─── DATA SHOWN
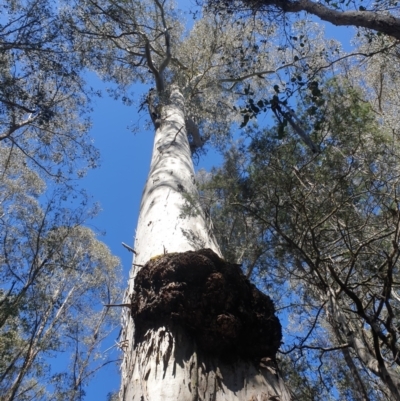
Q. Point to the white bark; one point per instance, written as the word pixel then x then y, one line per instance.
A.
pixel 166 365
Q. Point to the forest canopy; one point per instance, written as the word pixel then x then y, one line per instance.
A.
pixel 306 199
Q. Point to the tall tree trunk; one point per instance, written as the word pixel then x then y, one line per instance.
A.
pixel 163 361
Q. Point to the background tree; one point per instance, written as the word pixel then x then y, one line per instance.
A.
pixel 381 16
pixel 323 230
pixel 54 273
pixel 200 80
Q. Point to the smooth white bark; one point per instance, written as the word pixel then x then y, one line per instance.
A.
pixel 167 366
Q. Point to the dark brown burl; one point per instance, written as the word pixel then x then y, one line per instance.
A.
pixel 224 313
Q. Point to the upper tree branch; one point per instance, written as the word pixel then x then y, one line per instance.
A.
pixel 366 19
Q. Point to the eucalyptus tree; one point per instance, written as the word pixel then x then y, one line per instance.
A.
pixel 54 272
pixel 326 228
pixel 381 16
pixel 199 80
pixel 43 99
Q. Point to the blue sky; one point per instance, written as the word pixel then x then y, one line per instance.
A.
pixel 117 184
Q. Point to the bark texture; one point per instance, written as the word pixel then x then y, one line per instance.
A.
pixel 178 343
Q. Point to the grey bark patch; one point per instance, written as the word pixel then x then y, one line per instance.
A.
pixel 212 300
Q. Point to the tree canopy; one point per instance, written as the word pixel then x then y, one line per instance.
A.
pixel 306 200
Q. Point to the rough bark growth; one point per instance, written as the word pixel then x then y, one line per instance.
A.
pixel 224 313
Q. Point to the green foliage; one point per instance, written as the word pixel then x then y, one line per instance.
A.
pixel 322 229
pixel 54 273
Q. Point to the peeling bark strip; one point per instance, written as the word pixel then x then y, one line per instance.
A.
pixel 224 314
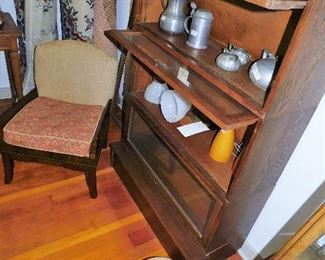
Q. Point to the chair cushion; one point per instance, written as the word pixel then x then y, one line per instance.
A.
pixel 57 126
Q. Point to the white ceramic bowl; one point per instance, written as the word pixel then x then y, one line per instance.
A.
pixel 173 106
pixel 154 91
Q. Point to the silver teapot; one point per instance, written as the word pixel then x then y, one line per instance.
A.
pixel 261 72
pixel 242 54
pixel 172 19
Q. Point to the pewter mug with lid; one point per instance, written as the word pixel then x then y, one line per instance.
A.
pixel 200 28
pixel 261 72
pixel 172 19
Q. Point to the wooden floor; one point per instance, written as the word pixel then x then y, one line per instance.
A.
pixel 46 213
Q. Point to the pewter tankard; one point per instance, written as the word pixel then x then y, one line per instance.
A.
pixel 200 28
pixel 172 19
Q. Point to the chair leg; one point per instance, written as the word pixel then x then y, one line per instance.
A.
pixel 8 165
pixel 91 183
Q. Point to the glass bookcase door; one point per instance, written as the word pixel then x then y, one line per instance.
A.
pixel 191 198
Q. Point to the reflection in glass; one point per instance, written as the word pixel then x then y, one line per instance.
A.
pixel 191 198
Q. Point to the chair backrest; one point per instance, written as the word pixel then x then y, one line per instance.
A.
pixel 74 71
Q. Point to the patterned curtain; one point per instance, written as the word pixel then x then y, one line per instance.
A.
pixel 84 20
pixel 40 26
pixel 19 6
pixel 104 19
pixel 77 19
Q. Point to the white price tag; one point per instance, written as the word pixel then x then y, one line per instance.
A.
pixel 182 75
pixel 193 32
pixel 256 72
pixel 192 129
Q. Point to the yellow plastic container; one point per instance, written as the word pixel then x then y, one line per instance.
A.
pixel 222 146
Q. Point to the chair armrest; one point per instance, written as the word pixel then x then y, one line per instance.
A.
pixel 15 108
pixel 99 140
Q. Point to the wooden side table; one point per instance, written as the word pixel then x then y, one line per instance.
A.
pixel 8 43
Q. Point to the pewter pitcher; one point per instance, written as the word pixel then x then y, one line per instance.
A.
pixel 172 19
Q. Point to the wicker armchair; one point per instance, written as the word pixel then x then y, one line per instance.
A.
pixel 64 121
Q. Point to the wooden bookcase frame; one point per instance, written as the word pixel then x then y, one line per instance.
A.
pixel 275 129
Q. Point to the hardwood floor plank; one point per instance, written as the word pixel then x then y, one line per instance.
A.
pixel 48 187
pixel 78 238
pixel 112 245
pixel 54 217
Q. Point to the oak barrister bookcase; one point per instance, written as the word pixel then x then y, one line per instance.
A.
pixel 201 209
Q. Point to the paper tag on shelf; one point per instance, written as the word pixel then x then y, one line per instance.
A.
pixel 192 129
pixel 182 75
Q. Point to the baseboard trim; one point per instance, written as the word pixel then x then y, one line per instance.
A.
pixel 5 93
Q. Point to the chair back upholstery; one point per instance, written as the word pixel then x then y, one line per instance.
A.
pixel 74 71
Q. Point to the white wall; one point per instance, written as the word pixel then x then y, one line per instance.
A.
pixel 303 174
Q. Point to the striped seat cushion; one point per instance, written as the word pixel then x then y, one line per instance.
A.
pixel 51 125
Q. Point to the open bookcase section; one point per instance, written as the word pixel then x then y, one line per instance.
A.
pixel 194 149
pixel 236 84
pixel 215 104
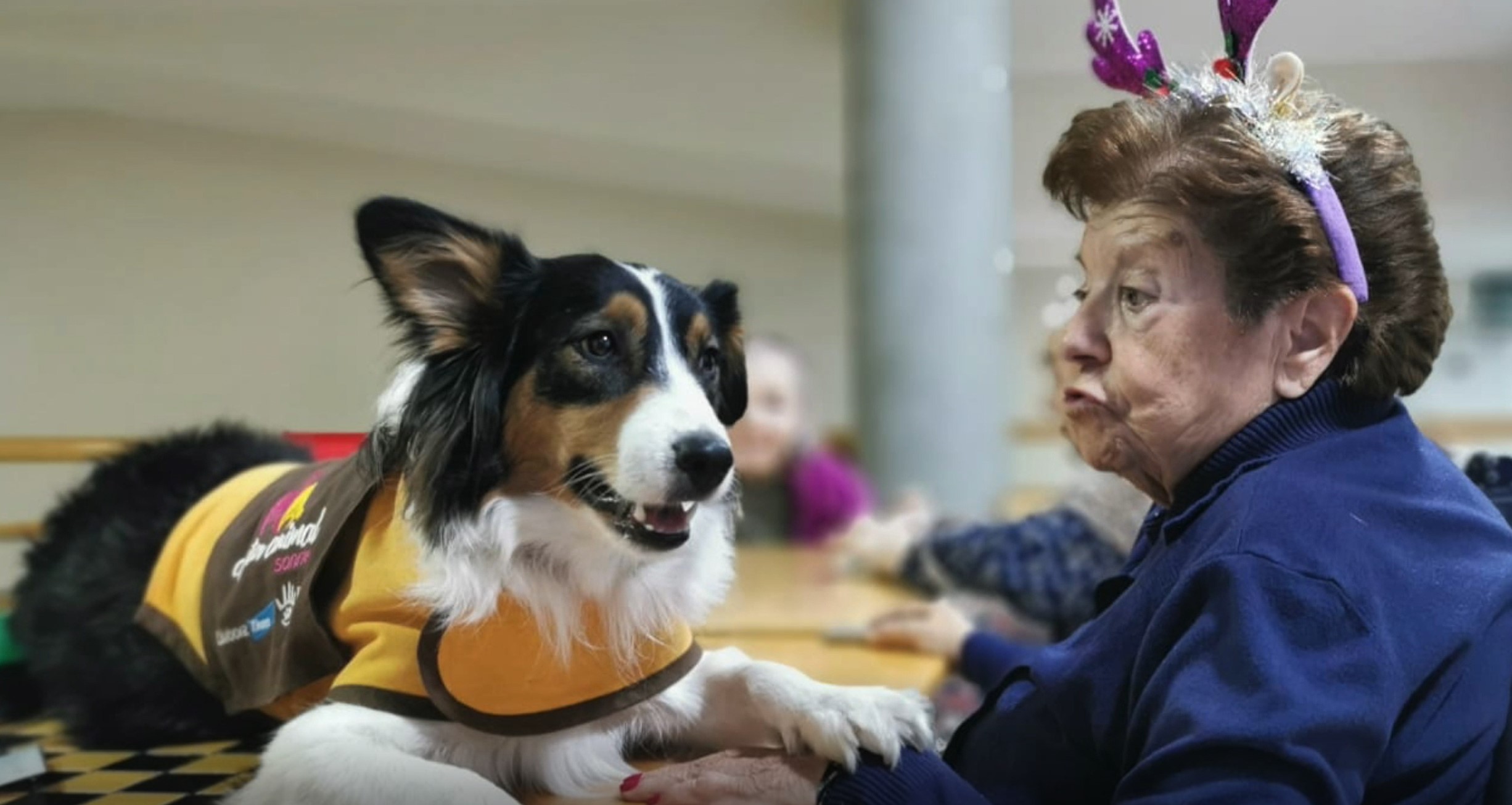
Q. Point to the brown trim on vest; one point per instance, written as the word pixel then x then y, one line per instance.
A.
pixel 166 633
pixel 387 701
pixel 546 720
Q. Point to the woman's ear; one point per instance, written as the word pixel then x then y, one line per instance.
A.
──────
**TASK GOAL**
Please output exactly the lines from the one containing "Q. Point to the brown" through the end of the records, both included.

**TASK ANSWER**
Q. Point to the brown trim on vest; one point per instance, written as the word pixel then x then y, one line per instance.
A.
pixel 166 633
pixel 387 701
pixel 546 720
Q. Point to the woman's ear; one point per instance, written as the word pixel then x then y, one line per instance.
A.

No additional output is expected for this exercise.